__What you have to do__: Duplicate the stretch of lines below from the one containing "Objective — one point per instance of the row" through the one containing "Target: row of window", word for word, and give nothing else.

__Extracted information__:
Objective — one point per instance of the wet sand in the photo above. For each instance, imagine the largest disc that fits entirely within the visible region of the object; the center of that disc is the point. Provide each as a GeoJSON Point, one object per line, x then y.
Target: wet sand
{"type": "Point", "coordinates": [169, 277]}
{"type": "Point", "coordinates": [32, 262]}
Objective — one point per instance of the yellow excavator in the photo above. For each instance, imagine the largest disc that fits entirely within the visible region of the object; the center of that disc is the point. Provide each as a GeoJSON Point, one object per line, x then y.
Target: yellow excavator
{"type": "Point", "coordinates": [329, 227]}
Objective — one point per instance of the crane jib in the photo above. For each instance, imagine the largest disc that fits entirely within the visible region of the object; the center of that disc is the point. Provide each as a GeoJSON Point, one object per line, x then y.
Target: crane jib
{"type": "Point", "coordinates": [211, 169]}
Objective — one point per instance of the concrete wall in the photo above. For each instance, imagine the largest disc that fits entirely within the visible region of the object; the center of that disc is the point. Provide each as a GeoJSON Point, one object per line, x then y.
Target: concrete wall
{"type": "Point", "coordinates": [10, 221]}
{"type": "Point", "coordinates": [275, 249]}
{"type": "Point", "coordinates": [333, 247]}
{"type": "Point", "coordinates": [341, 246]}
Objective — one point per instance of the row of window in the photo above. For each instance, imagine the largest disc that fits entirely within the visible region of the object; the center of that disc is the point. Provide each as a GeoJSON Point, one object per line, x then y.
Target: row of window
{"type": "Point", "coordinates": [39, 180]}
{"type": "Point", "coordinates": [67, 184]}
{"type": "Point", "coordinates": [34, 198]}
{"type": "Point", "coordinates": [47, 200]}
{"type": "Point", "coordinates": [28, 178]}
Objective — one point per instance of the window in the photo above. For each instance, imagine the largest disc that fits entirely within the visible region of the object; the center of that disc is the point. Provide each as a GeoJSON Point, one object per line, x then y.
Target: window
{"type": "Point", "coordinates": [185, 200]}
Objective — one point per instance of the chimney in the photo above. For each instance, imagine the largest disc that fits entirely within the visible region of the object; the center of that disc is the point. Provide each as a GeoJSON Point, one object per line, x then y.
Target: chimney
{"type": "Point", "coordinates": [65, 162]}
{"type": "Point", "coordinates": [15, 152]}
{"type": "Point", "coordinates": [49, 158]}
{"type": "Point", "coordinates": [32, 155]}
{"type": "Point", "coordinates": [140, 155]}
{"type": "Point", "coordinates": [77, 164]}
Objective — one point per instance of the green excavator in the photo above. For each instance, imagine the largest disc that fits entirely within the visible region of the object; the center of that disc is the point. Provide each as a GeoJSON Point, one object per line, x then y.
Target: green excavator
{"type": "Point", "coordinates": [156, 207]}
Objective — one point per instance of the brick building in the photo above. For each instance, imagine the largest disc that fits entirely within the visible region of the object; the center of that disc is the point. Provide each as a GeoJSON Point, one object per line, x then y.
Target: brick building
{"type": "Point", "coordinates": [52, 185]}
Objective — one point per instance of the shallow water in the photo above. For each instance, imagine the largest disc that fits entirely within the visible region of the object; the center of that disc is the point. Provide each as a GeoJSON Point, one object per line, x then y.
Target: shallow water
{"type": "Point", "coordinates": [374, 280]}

__Finished task__:
Objective — one point per instance of the row of window in the photo above. For each instance, imagine the largest disc that fits entirely within the visible region of the object; the center of that disc is the point. Provide each as a GeoJSON Point, one object per line, x then y.
Target: row of window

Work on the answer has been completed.